_SELECTION_.
Ruth Alexandra Elisabeth Jones  (born 22 September 1966) is a Welsh actress, comedian, writer and producer. She co-wrote and co-starred in the award-winning BBC sitcom Gavin & Stacey (2007–2010, 2019). She later created, wrote for and starred in the Sky One Television in the United Kingdom|British]] comedy-drama Stella (2012-2017), for which she was nominated for the BAFTA Award for Best Female Comedy Performance and won the BAFTA Cymru Award for Best Screenwriter.

Jones has also appeared in various television series, including Fat Friends (2000–2005), Little Britain (2003–2007), Nighty Night (2004–2005), Saxondale (2006–2007) and The Street (2009). Jones was appointed Member of the Order of the British Empire (MBE) in the 2014 New Year Honours for services to entertainment.

Early life
Ruth Jones was born on 22 September 1966 in Bridgend, Glamorgan, Wales. Her father was a lawyer for British Steel Corporation, Port Talbot, and her mother was a general practitioner. She has two older brothers and a younger sister. Jones was brought up in Porthcawl, where she attended Porthcawl Comprehensive School, the same school as the actor and comedian Rob Brydon. At school, she participated enthusiastically every year in musical theatre productions. After graduating from the University of Warwick with a degree in Theatre Studies and Dramatic Arts, she trained at the Royal Welsh College of Music & Drama in Cardiff.

Career
In November 1989, Jones took her first professional role, with Dominic Cooke's company, Pan Optic, playing the Countess Almaviva in Cooke's adaptation of The Marriage of Figaro, which toured the UK for six months. After the tour finished she found it difficult to get acting work, temping as a clerical assistant in the Education Contracts department of the Kensington and Chelsea Borough Council.

_MATERIAL_.

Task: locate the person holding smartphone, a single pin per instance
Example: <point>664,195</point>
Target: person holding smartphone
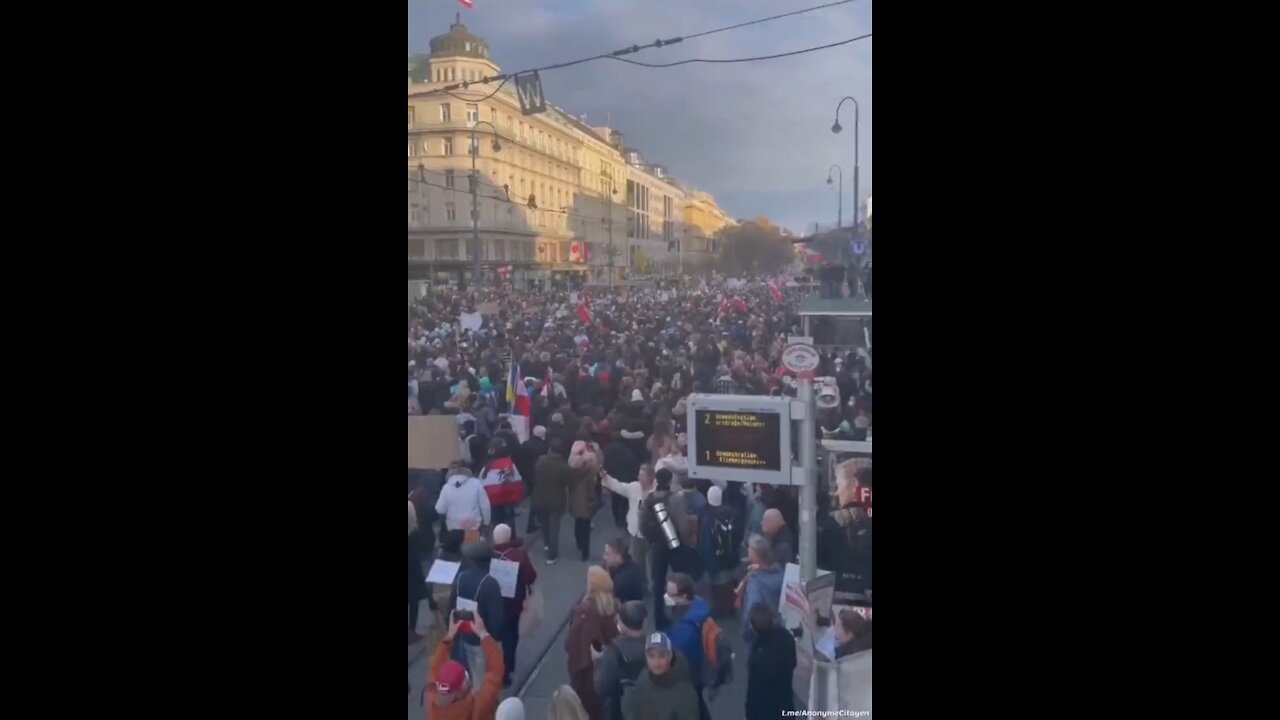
<point>449,695</point>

_INSTRUCTIONS_.
1. Print the stretch of the Ruth Jones article from "Ruth Alexandra Elisabeth" through "services to entertainment.", word for word.
2. Decide whether each statement agrees with the Ruth Jones article, answering yes or no and quoting the deciding words: (a) Jones was born in Porthcawl. (b) Jones's mother worked as a general practitioner. (c) The production in Jones's first professional role toured the UK for six months.
3. According to the Ruth Jones article, what degree did Jones earn at the University of Warwick?

_TASK ANSWERS_.
1.
Ruth Alexandra Elisabeth Jones  (born 22 September 1966) is a Welsh actress, comedian, writer and producer. She co-wrote and co-starred in the award-winning BBC sitcom Gavin & Stacey (2007–2010, 2019). She later created, wrote for and starred in the Sky One Television in the United Kingdom|British]] comedy-drama Stella (2012-2017), for which she was nominated for the BAFTA Award for Best Female Comedy Performance and won the BAFTA Cymru Award for Best Screenwriter.

Jones has also appeared in various television series, including Fat Friends (2000–2005), Little Britain (2003–2007), Nighty Night (2004–2005), Saxondale (2006–2007) and The Street (2009). Jones was appointed Member of the Order of the British Empire (MBE) in the 2014 New Year Honours for services to entertainment.

2.
(a) No: "Ruth Jones was born on 22 September 1966 in Bridgend, Glamorgan, Wales."
(b) Yes: "her mother was a general practitioner."
(c) Yes: "which toured the UK for six months."

3. A degree in Theatre Studies and Dramatic Arts.